What you are asked to do: Report every line of the records below that includes the string "umbrella".

* * * *

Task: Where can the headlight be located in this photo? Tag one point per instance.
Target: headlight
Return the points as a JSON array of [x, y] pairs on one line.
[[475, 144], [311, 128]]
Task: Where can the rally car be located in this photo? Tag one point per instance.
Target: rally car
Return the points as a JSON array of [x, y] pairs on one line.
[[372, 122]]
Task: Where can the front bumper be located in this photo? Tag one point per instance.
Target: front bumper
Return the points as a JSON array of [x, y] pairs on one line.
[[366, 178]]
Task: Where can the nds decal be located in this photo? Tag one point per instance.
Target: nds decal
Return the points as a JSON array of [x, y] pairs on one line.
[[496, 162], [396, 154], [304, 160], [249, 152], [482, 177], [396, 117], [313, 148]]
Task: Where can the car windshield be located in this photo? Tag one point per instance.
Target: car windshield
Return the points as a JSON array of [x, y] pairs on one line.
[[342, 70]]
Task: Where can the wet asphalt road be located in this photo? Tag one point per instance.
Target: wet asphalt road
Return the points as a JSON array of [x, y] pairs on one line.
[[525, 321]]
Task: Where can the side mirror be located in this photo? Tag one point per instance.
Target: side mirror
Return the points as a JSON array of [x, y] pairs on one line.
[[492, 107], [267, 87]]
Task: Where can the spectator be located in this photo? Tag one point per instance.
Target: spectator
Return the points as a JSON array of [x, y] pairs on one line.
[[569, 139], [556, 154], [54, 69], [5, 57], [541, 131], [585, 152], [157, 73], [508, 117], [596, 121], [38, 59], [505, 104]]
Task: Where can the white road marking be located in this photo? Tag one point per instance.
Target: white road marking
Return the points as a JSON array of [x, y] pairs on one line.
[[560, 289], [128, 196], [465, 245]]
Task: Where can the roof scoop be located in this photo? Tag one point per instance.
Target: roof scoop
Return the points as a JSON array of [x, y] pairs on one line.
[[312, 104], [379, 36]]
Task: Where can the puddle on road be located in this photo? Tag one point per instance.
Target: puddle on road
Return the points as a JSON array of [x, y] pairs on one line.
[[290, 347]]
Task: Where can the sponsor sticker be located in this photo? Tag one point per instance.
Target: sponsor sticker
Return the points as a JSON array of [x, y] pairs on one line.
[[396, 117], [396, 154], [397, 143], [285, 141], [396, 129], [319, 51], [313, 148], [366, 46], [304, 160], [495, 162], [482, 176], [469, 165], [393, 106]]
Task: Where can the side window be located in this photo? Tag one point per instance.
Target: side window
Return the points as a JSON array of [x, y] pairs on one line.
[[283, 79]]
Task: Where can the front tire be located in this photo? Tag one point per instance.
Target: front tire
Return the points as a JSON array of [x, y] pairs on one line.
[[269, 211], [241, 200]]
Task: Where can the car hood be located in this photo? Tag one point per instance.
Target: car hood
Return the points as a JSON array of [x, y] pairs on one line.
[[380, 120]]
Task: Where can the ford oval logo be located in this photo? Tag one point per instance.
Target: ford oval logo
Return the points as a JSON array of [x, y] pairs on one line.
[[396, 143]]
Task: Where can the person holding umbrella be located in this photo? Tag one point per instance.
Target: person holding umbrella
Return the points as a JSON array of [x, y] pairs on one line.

* * * *

Result:
Task: Where can the person holding umbrella be located in this photo? Tag one point per instance.
Target: person holding umbrella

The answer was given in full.